__Task inputs__.
● ● ●

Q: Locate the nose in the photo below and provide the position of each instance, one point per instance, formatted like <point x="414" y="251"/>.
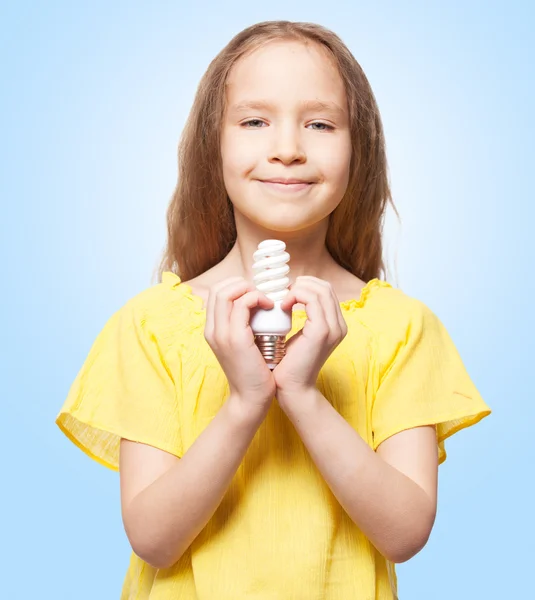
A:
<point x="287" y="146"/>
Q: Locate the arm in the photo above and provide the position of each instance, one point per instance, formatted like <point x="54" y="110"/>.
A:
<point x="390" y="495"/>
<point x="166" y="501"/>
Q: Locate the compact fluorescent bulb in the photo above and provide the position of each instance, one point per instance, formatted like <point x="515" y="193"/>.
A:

● ● ●

__Work instructions__.
Render all the rows above as a Markdown table with the columns Line and Text, numbering each row, skipping any blank lines, and leaving the pictures out.

__Output for this exercise__.
| Line | Text |
|---|---|
| 1 | Q: Locate the nose in the photo below and provide the position of each instance, one point per instance, formatted like <point x="414" y="251"/>. |
| 2 | A: |
| 3 | <point x="287" y="146"/> |
| 4 | Q: Locate the arm in the photo above and provide the position of each instance, one point per instance, formatted like <point x="54" y="110"/>. |
| 5 | A: |
| 6 | <point x="390" y="495"/> |
| 7 | <point x="166" y="501"/> |
| 8 | Q: Locate the compact fluorescent bulb in the photo above and provide the position of each instance, one point per instance, formatted like <point x="515" y="193"/>. |
| 9 | A: |